**Work required:** Stop after the line that contains "140], [432, 107]]]"; until then, restate each line of the entries word for word from the very first.

**Data to process:**
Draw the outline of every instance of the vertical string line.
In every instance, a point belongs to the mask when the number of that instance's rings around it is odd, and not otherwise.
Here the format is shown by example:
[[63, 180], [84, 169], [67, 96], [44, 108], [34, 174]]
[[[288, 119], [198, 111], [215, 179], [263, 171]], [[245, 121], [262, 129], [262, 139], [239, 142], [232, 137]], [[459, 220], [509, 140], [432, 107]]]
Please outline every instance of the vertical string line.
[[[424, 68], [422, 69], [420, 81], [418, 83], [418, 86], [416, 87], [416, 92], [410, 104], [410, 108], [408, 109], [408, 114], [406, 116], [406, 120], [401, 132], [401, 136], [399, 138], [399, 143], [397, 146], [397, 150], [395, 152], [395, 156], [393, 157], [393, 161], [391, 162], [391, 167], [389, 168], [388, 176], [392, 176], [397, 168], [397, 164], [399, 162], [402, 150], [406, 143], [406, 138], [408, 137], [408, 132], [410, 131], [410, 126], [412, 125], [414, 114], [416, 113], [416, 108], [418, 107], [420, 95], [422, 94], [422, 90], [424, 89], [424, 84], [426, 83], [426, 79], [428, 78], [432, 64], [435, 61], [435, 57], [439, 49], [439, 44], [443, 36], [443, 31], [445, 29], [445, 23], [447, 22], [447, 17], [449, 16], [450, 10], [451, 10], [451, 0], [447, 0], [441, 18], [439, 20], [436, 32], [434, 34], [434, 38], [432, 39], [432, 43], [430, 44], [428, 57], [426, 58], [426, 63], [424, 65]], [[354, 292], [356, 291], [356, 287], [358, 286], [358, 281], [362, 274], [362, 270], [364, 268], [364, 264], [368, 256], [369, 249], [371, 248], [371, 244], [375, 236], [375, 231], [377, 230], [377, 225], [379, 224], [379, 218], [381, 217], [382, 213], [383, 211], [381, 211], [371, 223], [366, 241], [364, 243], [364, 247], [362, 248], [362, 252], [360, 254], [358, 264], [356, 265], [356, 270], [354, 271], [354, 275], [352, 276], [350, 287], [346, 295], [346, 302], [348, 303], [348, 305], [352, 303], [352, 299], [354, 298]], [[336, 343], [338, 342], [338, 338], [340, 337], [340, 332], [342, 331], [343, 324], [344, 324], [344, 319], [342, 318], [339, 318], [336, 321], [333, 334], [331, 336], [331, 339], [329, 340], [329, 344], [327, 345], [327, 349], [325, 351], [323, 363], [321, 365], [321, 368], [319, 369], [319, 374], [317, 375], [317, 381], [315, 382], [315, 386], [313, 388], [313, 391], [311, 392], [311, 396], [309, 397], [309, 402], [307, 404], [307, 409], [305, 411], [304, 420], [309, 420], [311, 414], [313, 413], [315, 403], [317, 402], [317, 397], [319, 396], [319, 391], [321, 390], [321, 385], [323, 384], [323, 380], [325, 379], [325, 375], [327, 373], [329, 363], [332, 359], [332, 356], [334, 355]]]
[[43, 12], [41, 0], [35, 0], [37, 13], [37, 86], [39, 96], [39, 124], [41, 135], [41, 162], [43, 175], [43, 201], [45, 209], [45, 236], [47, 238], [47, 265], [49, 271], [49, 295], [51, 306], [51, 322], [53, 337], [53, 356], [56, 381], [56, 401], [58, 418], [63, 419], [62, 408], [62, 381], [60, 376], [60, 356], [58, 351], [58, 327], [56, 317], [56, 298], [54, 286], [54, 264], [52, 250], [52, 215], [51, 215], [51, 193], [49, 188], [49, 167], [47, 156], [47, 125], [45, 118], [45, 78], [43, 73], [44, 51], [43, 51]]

**Task response:**
Draw the outline of every instance of the vertical string line.
In every instance, a point belongs to the mask when the number of that instance's rings around it is odd, and not otherwise.
Here the format is shown by example:
[[63, 180], [84, 169], [67, 96], [44, 108], [34, 174]]
[[[288, 119], [198, 111], [215, 179], [263, 171]], [[245, 121], [262, 129], [262, 139], [239, 142], [232, 137]], [[459, 220], [509, 140], [432, 107]]]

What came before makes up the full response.